◆ **TEXT SECTION**
There's still much more to come in the months ahead as the Children's Museum of Sonoma County gets ready to open its gates to the public and set young minds loose on the world of creative exploration.
But it's already pretty hard to resist the urge to splash through the cascading waters out front or clamber over the boulders along the shore of a realistic river now under construction.
A full-scale mock-up of the Sonoma County Main Street indoors proves equally alluring to the child in anyone — full of cubbyholes and passageways, garrets and a lattice-like structure that eventually will be part of a treehouse with a spiral slide and pulley system for collaborative play.
Barely even a dream eight years ago, the children's museum set to open next year in its permanent digs on West Steele Lane in Santa Rosa finally feels real, with construction under way and the first of its installations beginning to take shape.

◆ **EXTRACTED RECORDS**
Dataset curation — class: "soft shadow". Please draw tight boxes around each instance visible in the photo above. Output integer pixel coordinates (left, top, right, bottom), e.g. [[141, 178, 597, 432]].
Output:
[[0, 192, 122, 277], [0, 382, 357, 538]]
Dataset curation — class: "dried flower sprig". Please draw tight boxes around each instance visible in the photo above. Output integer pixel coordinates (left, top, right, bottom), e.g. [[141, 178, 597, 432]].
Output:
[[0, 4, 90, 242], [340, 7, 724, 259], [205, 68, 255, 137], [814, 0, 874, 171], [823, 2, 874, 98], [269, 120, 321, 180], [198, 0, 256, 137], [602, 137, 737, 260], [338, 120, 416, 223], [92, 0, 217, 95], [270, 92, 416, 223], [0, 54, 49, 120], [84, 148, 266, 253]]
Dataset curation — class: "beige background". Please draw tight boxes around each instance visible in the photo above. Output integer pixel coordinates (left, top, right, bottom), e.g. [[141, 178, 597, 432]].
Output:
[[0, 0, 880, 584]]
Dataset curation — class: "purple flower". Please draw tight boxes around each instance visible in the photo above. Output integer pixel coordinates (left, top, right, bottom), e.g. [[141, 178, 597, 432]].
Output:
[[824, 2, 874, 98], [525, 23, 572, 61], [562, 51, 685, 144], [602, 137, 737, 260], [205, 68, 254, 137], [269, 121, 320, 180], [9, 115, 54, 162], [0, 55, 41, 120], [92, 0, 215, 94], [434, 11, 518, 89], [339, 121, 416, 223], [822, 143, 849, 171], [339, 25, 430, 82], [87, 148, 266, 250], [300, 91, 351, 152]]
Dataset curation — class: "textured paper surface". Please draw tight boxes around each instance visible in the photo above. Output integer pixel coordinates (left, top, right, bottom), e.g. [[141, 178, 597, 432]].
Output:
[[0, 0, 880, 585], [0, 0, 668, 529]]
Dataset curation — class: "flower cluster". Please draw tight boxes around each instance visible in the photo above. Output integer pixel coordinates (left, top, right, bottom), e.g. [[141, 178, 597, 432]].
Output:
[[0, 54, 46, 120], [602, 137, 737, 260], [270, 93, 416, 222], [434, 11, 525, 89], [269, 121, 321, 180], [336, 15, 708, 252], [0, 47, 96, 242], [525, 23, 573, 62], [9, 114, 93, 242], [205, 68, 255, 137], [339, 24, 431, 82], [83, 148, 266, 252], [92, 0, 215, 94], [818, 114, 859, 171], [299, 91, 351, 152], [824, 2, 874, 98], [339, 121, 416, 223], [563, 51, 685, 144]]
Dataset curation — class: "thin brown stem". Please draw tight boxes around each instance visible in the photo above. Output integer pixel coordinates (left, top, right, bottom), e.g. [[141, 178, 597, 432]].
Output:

◆ **TASKS TO CARRY OUT**
1. On which street will the children's museum in the museum article have its permanent home?
2. List everything the museum article says the indoor mock-up of the Sonoma County Main Street is full of.
3. Quote the stretch of the museum article from "But it's already" through "for collaborative play.".
The records have nothing to do with the museum article.

◆ **YOUR WRITTEN ANSWERS**
1. West Steele Lane in Santa Rosa.

2. Cubbyholes, passageways, garrets, and a lattice-like structure.

3.
But it's already pretty hard to resist the urge to splash through the cascading waters out front or clamber over the boulders along the shore of a realistic river now under construction.
A full-scale mock-up of the Sonoma County Main Street indoors proves equally alluring to the child in anyone — full of cubbyholes and passageways, garrets and a lattice-like structure that eventually will be part of a treehouse with a spiral slide and pulley system for collaborative play.